Assignment: Lines from the one with "Instruction: identify the phone booth" through the end of the listing below should be set down exactly, with no other line included.

Given records:
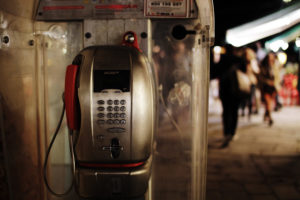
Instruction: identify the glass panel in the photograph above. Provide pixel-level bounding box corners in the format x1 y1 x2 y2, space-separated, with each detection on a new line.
34 22 83 199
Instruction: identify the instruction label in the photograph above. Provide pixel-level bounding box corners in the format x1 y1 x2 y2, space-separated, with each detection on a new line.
145 0 189 18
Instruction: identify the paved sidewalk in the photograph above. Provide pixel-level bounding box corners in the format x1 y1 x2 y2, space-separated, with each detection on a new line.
206 106 300 200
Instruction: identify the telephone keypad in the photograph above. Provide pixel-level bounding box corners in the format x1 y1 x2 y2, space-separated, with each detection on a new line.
96 98 128 132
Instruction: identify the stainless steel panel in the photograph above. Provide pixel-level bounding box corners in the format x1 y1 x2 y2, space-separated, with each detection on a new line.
0 0 38 19
84 19 151 54
0 10 43 200
76 156 152 199
131 50 156 160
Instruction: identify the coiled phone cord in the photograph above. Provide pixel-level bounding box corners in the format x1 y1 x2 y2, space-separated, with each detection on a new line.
43 96 76 197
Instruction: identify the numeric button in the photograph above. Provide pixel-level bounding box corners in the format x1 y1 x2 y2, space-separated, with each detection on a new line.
120 106 126 112
120 100 126 105
114 100 119 105
107 106 113 111
114 106 119 111
97 120 105 125
98 107 105 111
107 100 113 105
98 100 105 105
97 113 105 118
107 113 114 118
107 119 113 125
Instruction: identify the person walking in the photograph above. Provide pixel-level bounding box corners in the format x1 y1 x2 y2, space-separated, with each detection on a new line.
211 45 245 148
259 52 277 126
240 48 259 118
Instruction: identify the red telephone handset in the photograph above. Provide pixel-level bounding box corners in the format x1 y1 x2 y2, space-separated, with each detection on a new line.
65 65 80 131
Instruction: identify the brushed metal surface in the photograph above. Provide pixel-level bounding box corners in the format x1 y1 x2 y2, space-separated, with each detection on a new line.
131 49 156 160
83 19 151 54
75 46 156 163
76 156 152 199
0 0 38 19
0 9 43 200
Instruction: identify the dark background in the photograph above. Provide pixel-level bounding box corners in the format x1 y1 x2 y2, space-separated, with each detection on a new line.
213 0 289 45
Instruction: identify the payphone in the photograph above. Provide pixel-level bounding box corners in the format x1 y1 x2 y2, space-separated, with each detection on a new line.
44 32 156 199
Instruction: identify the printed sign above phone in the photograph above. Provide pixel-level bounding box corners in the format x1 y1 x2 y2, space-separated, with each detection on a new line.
36 0 197 20
145 0 190 18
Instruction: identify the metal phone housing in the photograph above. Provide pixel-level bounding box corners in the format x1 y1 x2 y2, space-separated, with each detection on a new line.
74 45 156 199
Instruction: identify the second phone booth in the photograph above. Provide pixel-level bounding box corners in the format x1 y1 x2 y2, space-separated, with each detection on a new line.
0 0 214 200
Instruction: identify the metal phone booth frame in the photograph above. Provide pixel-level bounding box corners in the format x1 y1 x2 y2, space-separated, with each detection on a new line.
0 0 214 199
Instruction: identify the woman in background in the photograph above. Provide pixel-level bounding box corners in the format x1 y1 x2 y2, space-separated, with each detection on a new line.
259 52 277 126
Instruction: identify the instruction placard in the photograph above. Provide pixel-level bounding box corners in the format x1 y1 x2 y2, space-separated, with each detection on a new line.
145 0 189 18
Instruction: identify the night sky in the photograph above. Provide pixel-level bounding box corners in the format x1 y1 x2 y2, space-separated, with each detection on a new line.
213 0 287 45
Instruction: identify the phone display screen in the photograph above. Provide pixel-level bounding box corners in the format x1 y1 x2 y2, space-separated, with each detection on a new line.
93 70 130 92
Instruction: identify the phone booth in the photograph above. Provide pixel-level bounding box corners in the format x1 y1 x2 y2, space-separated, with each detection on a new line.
0 0 214 200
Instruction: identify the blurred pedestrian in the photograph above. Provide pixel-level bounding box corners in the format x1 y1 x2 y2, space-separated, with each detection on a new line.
259 52 277 126
273 54 283 111
297 63 300 105
240 48 259 118
211 44 245 148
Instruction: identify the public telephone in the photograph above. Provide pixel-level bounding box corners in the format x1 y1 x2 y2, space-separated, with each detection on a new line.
62 32 156 199
37 0 214 199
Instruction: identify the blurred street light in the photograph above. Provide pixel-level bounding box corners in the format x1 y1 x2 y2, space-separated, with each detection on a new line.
278 51 288 65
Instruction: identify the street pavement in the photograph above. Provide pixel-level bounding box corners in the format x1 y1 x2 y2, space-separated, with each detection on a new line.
207 106 300 200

Reply to the exercise:
Instruction: identify the phone booth in the photograph above. Provide pixel-level bounding box corners in the format x1 y1 x2 y2, space-separated, with each detection on a new line.
0 0 214 200
Instruction: identify the blurred pedestrian in the photograph above. Provide pixel-level bounding box corners in the format x1 y1 x2 y2, space-separated, with each detection on a new line.
259 52 277 126
273 54 283 111
297 63 300 105
240 48 259 118
211 44 245 148
Instruction: identify the public telephone in the photograph above. Provide pixel-level bounding box corners in the format x1 y1 x2 y2, space-separated, with each detection on a new line.
62 32 156 199
37 0 214 199
Instruction: identify the blurred street light in the photograph above. Provide pixel-level bounding box corners in the format x1 y1 x2 y2, space-separated, with each detection on a new line.
278 51 288 65
Instruction: identify the street pavement in the photograph above. Provide pixel-level bounding box corners in the format x1 y1 x2 y2, space-separated, with each detection on a new line.
207 106 300 200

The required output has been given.